### [Required action]
Starting with the line containing "Format — one point per instance, like (112,365)" and going on through the line containing "Task — for every instance of the blue", return the lines of the data below exactly, and only those.

___ Given entries ___

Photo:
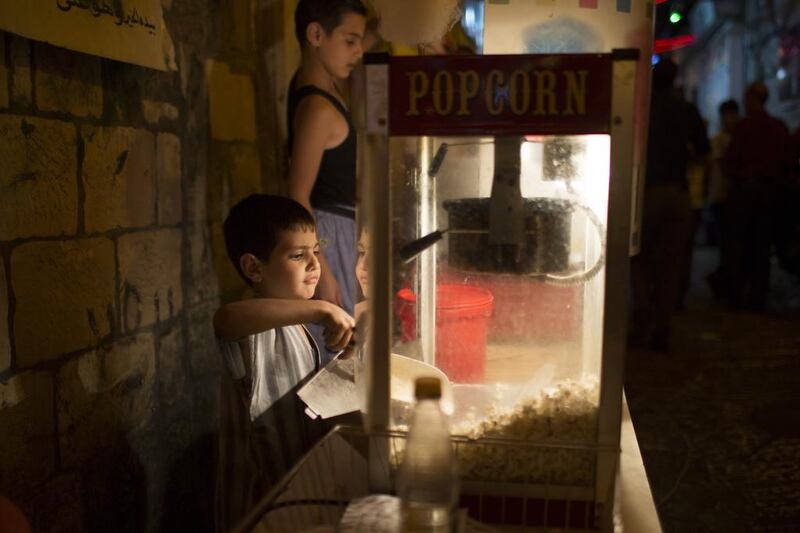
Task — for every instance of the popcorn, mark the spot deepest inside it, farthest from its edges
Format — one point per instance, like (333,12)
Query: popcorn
(566,412)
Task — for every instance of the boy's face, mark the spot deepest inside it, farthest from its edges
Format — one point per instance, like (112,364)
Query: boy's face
(361,263)
(340,50)
(292,271)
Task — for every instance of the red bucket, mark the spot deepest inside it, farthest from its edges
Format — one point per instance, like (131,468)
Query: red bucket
(462,319)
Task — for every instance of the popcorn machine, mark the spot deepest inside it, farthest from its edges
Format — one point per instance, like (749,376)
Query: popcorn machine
(496,202)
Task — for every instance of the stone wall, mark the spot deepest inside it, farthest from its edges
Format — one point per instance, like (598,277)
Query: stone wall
(114,180)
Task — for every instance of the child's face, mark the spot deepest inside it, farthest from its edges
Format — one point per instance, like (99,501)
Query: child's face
(361,263)
(729,120)
(292,271)
(340,50)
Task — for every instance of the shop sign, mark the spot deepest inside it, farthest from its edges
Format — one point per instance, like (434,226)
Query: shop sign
(500,94)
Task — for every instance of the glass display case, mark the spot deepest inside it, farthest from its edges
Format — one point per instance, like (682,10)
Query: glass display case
(495,217)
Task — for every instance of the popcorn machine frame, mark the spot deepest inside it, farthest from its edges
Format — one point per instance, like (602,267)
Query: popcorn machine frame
(422,98)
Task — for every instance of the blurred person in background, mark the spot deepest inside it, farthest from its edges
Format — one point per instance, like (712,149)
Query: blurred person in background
(676,133)
(718,184)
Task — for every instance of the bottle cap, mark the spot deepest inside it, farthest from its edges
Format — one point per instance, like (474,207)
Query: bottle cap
(427,388)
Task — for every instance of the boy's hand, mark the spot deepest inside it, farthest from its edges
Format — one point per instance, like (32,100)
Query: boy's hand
(339,327)
(328,288)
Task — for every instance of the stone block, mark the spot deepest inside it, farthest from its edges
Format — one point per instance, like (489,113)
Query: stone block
(168,152)
(119,172)
(65,297)
(155,111)
(231,285)
(21,85)
(3,73)
(38,184)
(104,396)
(172,371)
(150,277)
(234,173)
(204,357)
(197,197)
(5,344)
(56,506)
(68,82)
(27,446)
(231,103)
(204,279)
(205,419)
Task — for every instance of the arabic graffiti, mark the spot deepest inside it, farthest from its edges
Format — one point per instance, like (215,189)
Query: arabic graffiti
(100,8)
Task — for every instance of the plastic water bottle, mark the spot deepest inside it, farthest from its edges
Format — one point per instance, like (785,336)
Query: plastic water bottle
(428,479)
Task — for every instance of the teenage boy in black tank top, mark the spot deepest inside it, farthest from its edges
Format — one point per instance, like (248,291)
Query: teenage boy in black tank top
(322,139)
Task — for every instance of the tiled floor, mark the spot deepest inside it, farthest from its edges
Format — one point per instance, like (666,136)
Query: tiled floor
(718,417)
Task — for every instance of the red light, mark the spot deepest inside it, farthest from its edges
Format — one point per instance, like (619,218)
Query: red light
(673,43)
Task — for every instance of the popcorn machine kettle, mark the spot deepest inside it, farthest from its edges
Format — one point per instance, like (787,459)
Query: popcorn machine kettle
(509,177)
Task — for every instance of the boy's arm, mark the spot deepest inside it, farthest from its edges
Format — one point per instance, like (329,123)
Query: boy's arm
(239,319)
(312,126)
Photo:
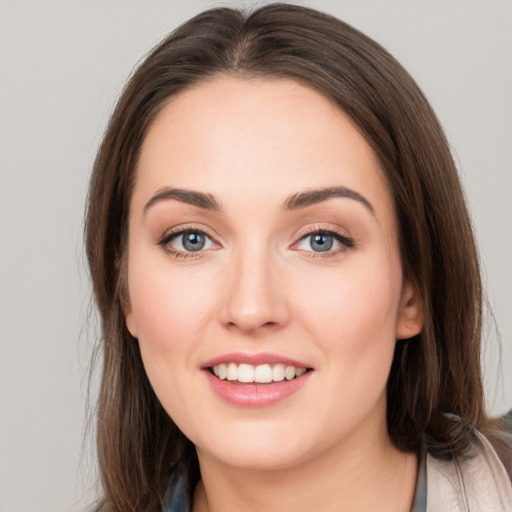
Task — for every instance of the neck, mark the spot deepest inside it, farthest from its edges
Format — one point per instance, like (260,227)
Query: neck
(375,476)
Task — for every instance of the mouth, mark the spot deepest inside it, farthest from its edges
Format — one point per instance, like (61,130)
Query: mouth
(256,380)
(244,373)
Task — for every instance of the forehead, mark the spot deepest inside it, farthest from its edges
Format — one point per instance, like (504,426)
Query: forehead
(256,138)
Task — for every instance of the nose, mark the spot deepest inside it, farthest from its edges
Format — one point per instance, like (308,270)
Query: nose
(255,298)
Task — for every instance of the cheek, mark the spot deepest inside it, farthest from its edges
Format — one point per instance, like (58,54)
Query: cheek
(352,317)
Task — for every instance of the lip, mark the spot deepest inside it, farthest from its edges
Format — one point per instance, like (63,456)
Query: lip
(254,394)
(254,360)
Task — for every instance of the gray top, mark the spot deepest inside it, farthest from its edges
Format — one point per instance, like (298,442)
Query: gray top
(179,501)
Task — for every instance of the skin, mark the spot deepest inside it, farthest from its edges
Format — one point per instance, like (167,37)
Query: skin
(258,286)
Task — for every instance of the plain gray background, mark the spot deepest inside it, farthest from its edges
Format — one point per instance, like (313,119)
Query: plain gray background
(62,65)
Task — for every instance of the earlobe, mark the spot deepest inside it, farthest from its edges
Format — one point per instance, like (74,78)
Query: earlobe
(129,318)
(410,315)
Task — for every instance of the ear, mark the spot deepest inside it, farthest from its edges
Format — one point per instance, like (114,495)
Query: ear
(410,314)
(129,317)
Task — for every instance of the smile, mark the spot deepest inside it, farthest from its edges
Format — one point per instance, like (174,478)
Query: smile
(261,374)
(255,380)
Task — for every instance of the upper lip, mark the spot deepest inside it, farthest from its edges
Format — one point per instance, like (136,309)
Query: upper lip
(254,359)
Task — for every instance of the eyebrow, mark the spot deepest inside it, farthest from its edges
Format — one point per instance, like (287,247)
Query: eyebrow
(199,199)
(294,202)
(315,196)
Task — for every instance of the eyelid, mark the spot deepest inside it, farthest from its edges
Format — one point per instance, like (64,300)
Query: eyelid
(164,240)
(344,240)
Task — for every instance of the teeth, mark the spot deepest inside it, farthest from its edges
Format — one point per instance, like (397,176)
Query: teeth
(261,374)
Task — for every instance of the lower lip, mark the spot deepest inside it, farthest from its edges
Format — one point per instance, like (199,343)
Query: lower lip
(255,395)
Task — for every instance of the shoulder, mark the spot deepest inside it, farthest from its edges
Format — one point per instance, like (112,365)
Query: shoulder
(479,483)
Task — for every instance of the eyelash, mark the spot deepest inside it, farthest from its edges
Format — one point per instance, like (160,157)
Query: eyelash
(170,235)
(346,242)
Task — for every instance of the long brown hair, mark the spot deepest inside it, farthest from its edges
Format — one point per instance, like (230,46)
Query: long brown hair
(435,373)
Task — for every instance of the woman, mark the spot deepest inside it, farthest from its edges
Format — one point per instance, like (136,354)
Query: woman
(288,281)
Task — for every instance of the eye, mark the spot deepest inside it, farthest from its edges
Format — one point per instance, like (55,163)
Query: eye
(184,243)
(324,241)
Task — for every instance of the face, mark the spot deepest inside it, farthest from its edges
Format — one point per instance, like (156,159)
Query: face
(264,275)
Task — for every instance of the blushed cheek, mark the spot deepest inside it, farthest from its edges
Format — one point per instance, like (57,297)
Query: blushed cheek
(169,308)
(352,313)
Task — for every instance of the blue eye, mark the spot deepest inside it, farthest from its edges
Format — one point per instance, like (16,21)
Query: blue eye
(321,242)
(183,243)
(193,241)
(324,242)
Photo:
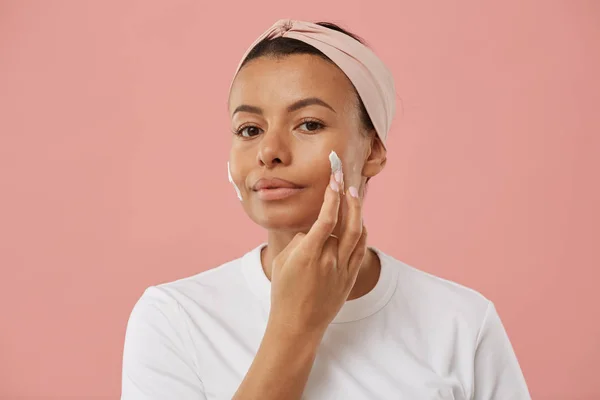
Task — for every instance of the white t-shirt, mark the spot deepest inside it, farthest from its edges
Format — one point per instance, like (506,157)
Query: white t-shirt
(414,336)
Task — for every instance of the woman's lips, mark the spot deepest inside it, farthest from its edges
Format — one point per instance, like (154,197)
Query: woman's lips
(275,189)
(277,193)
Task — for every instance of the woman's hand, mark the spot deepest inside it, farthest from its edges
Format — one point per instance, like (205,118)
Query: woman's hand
(313,276)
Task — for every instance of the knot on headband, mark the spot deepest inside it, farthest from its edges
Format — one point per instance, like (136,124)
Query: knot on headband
(371,78)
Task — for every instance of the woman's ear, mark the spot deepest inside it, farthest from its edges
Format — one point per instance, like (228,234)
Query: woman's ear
(376,159)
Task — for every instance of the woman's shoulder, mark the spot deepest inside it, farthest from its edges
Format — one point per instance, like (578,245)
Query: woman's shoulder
(213,285)
(436,294)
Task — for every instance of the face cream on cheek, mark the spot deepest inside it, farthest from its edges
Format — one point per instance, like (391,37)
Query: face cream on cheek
(336,163)
(336,167)
(237,190)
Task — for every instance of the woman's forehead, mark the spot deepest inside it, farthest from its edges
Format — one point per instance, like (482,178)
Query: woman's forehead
(283,80)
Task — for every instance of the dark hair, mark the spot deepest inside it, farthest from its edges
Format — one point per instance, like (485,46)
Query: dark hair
(282,47)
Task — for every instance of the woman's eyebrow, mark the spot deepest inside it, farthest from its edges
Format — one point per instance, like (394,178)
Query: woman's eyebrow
(309,101)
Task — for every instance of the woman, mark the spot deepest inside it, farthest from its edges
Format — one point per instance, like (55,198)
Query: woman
(314,313)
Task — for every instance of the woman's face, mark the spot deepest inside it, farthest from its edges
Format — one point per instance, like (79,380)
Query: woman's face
(287,115)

___

### [Task answer]
Format — one point per instance, like (112,365)
Query: shoulder
(479,483)
Task — for every instance of the eyelash, mark the spot deepest inside it, farthest from its edges
Format — one point per instance, like (160,157)
Query: eyelash
(170,235)
(346,242)
Task — for every instance of the long brown hair, mark the spot deepest inside it, farthest from its edges
Format — one point per instance, like (230,46)
Query: long brown hair
(435,373)
Task — for every instance of the woman, mark the spot deepest inside it, farthest from its edges
Format — one point per instance, like (136,354)
Query: woman
(288,281)
Task — for every instance of the eye, mark the spot deepest inside it, farthest from its edges
Format — one point per instance, like (55,163)
Query: eye
(184,243)
(324,241)
Task — for every instance of the face, mark the spot deepest inside it, farthest from its edges
Format — one point per instance, like (156,159)
Query: face
(264,275)
Task — for every instance of the blushed cheek, mark the spot deepest inside it, farthest from its edges
Format — one point per instance, like (57,297)
Query: blushed cheek
(169,308)
(352,313)
Task — for every instance of the blue eye, mark the spot deepest inside it, farthest from its edges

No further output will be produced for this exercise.